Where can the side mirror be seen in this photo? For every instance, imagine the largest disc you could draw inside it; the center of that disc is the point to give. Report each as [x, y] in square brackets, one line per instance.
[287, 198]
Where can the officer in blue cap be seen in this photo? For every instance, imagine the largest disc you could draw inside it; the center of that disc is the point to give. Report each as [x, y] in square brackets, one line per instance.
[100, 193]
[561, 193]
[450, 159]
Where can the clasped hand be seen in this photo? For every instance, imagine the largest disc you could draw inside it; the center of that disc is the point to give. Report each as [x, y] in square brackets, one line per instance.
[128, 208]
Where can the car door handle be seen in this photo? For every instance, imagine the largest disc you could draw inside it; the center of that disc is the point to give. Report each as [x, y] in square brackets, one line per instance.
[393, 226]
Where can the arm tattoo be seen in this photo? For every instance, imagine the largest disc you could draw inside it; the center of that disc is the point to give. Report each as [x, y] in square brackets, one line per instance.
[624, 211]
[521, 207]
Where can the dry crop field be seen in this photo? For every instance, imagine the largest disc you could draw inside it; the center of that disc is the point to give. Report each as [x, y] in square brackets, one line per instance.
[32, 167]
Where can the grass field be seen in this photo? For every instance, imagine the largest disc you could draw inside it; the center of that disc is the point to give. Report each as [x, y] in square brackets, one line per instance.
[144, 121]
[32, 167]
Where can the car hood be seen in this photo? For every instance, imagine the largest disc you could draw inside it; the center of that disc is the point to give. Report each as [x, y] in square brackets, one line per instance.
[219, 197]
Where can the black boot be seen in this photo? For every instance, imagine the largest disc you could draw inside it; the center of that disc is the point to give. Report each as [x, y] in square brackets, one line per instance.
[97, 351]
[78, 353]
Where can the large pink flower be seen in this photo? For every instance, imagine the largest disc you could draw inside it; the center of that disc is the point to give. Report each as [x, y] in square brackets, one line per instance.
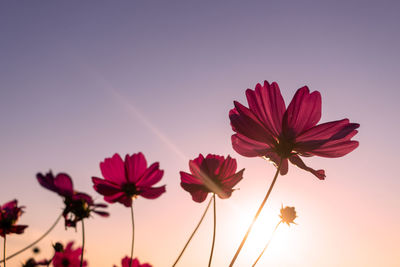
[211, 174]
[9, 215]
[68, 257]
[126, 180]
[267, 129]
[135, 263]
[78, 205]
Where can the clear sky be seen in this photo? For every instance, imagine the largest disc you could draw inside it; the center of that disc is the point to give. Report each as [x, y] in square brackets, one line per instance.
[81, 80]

- [Exercise prompt]
Copy each line exactly, and leave the pictures out of your copy.

- [Reply to the task]
Where can the side mirror be seen in this photo? For every instance, imagine the largest disc you could draw inside it; the center of that disc is the point to give. Report each as [x, y] in square brackets, one line per instance.
[287, 198]
Where can the officer in blue cap be seen in this photo? For every instance, imagine the largest disc you could draw inside it; the center of that disc is the point to give. Report each as [x, y] in square brackets, one line per instance.
[100, 193]
[561, 193]
[450, 159]
Where can the clasped hand be seen in this photo? For every instance, imagine the largest disc you could draw inside it; the center of that disc is the point to give. Report each as [x, y] in square brackets, one line per instance.
[128, 208]
Where can the car door handle be seen in this photo? For every instance, imagine the largest disc you could draw inside it; the center of that disc is the point to give. Report each as [x, y] in square brackets, one line per instance.
[393, 226]
Where can the arm tattoo be seen in this photo? For every instance, imagine the largest disc you could draw inside it; the center of that disc is the point to give. Report each as [x, y] in square brackets, one line per instance.
[624, 211]
[521, 207]
Where can the dry crop field be seen in this photo? For every instance, imagine the largest disc you could draw inside it; the center of that disc is the point to give. Report each as [x, y] in square brackets, one line per instance.
[32, 167]
Where can the grass field be seen in this photo? For every instance, imagine the largest disc you could draw inside it; the center of that disc is the point to give. Report each as [x, y] in square brackets, one line per instance.
[144, 121]
[32, 167]
Where can the car hood be seen in this photo? For every instance, imagine the largest disc you could draw inside it; the center of that disc is the point to give. Report each as [x, y] in square brackets, one line per instance.
[219, 197]
Where can the black boot be seen in this photo? For every instance, imagine the largest disc you could draw inside it; the center of that disc is the point to give. Report each as [x, y] in square brackets, one line per instance.
[97, 351]
[78, 353]
Where can the large pink flower be seen in this photo? For every instance, imagine the largest disc you could draw inside it; the center of that disc is the point to give. Report each as [x, y] in square brackets, one line per instance.
[211, 174]
[9, 215]
[68, 257]
[126, 180]
[267, 129]
[135, 263]
[78, 205]
Where can the clear sky be seen in this photo? For every instance, imagine the largest disc you could draw inside it; the center of that disc is the point to give. Report each as [x, y] in square brackets, one line per instance.
[81, 80]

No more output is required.